**Yapılacak İş:**
Aşağıdaki satırlardan kaçının "locate" dizesini içerdiğini sayınız; büyük ve küçük harf farkı gözetilmelidir. Yanıt olarak yalnızca sayıyı veriniz.

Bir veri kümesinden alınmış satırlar
⟨

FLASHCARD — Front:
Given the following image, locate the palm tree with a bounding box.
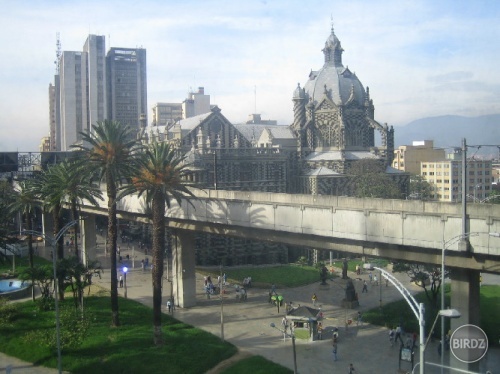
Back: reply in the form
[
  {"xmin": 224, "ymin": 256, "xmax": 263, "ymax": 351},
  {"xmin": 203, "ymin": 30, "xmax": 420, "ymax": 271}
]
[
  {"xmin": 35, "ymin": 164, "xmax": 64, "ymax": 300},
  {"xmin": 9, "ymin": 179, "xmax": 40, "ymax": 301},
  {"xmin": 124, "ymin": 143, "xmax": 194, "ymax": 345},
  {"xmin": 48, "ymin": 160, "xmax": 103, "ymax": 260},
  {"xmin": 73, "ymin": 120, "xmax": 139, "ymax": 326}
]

⟩
⟨

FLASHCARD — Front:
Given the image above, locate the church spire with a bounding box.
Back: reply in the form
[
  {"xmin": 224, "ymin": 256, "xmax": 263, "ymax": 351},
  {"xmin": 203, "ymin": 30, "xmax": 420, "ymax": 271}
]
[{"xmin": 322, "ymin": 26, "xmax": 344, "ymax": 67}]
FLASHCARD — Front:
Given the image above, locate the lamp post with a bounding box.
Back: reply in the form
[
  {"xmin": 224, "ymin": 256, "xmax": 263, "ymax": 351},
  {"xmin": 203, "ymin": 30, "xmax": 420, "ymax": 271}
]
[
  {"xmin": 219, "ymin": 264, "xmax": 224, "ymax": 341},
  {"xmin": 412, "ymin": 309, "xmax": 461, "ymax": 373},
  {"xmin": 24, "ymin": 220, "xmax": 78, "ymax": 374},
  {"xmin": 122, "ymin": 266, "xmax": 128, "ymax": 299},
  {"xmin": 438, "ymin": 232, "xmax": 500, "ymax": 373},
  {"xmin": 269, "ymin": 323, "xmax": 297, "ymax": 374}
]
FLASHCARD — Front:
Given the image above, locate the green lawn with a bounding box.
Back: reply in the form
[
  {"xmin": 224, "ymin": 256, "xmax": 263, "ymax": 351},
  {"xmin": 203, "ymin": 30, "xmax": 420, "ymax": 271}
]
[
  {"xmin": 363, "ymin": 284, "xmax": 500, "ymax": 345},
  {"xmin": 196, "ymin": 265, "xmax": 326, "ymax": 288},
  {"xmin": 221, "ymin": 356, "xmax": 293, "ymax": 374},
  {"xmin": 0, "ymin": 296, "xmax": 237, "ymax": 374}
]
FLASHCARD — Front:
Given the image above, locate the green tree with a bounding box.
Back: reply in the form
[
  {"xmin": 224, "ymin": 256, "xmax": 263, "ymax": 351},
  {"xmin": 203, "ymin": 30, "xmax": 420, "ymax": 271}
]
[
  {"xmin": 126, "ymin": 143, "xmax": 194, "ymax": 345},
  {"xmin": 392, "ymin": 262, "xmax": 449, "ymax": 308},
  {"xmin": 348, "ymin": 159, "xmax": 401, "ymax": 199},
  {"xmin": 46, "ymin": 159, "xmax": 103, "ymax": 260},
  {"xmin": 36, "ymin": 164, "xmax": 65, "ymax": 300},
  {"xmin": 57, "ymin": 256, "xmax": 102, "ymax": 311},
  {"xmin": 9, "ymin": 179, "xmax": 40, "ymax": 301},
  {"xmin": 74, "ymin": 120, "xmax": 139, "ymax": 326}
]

⟩

**Görevin Sonucu:**
5